What to do: Find every line in the material below that contains the word "green". Copy each of those lines.

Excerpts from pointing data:
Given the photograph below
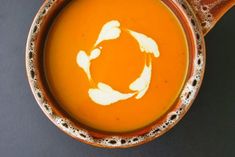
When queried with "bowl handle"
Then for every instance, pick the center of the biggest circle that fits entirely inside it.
(210, 11)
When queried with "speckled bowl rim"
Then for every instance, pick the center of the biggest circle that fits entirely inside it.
(172, 117)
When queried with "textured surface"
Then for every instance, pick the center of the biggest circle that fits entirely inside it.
(207, 130)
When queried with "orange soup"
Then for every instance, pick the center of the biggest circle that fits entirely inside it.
(116, 65)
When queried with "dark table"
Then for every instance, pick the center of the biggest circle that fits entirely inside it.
(208, 129)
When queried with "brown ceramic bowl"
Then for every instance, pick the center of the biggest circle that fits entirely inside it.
(197, 18)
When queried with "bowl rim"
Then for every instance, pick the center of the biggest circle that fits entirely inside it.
(78, 132)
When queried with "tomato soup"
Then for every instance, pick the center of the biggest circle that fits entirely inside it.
(116, 65)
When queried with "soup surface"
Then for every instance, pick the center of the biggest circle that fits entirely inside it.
(116, 65)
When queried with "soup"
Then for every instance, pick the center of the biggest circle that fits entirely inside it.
(116, 65)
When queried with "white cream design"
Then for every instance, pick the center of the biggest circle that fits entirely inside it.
(146, 44)
(109, 31)
(142, 83)
(84, 61)
(104, 94)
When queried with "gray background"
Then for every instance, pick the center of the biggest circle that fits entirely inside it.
(208, 130)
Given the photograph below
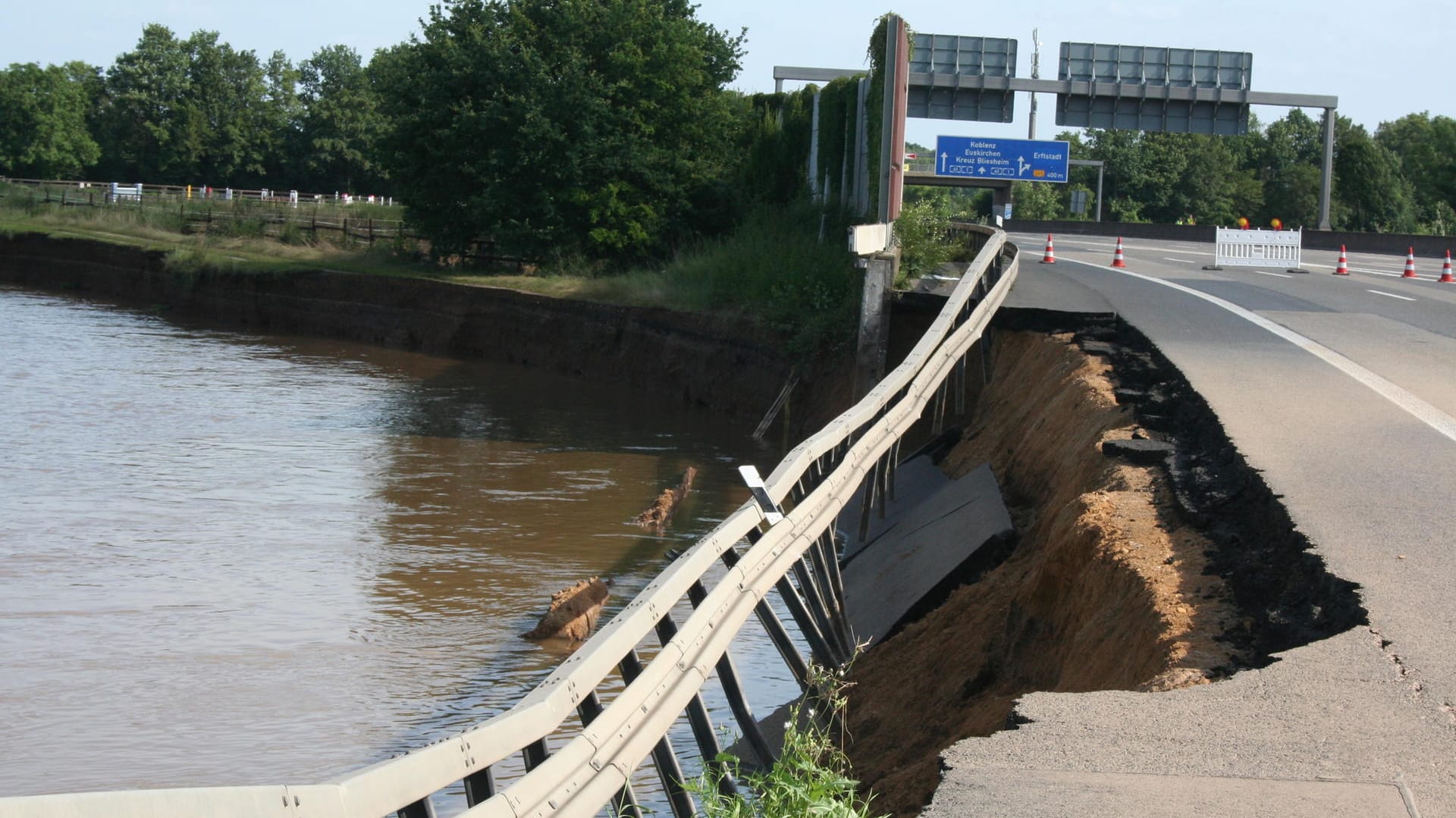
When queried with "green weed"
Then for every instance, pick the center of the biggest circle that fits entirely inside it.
(811, 776)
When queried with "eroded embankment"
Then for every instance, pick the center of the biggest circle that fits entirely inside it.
(1122, 577)
(715, 362)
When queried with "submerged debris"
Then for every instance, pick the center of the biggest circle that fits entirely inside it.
(660, 512)
(573, 612)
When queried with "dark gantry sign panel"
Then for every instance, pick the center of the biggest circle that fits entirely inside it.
(944, 57)
(1185, 90)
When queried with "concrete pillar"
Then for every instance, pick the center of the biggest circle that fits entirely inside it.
(874, 322)
(1327, 169)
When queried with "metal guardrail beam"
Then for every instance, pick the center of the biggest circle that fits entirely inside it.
(800, 73)
(595, 766)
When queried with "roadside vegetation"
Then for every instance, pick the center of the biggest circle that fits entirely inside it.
(813, 773)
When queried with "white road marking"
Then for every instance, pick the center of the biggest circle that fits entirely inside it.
(1391, 296)
(1420, 409)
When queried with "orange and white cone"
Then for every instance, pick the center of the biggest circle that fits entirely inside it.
(1050, 256)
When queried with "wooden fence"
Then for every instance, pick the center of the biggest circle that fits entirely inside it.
(610, 705)
(201, 208)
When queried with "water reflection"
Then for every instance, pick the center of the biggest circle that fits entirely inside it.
(243, 559)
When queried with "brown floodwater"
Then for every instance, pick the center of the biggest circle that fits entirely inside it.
(242, 559)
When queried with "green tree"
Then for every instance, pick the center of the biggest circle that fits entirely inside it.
(283, 118)
(558, 126)
(1037, 199)
(340, 120)
(1291, 169)
(143, 126)
(1426, 147)
(1369, 182)
(223, 118)
(44, 121)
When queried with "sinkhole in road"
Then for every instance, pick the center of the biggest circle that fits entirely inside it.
(1123, 575)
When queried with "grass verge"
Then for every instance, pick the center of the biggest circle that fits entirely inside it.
(774, 270)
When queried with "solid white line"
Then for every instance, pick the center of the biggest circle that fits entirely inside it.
(1413, 405)
(1391, 296)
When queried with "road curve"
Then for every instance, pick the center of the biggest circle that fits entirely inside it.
(1343, 392)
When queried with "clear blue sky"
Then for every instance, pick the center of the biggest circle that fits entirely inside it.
(1382, 60)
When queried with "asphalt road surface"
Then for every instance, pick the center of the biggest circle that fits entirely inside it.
(1343, 392)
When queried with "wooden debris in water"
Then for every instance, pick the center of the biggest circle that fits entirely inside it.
(660, 512)
(573, 612)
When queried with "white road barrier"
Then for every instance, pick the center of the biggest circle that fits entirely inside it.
(1257, 248)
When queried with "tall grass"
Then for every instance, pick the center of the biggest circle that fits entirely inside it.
(772, 270)
(811, 776)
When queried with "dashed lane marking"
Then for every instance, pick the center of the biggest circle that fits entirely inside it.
(1391, 296)
(1410, 403)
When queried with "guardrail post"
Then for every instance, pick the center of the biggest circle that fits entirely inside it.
(868, 503)
(777, 632)
(698, 718)
(734, 691)
(663, 756)
(819, 610)
(421, 808)
(479, 786)
(807, 619)
(623, 805)
(826, 566)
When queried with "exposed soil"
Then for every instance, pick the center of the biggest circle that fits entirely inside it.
(1123, 575)
(715, 362)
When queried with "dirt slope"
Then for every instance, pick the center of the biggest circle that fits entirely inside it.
(1104, 590)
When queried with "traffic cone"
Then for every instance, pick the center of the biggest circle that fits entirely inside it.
(1050, 256)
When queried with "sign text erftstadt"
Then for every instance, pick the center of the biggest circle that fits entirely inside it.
(1024, 161)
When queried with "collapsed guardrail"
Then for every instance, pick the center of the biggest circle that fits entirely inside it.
(789, 526)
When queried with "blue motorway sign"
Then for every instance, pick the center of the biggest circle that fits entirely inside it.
(1018, 161)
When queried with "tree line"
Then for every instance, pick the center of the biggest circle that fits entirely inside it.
(604, 130)
(196, 111)
(1400, 180)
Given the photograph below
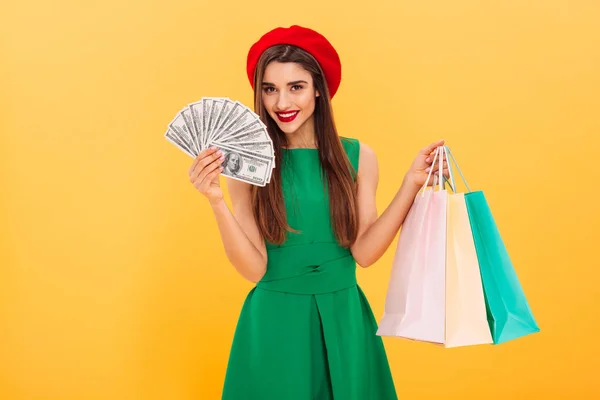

Written solution:
When queried with "green weed"
When queried with "green tree"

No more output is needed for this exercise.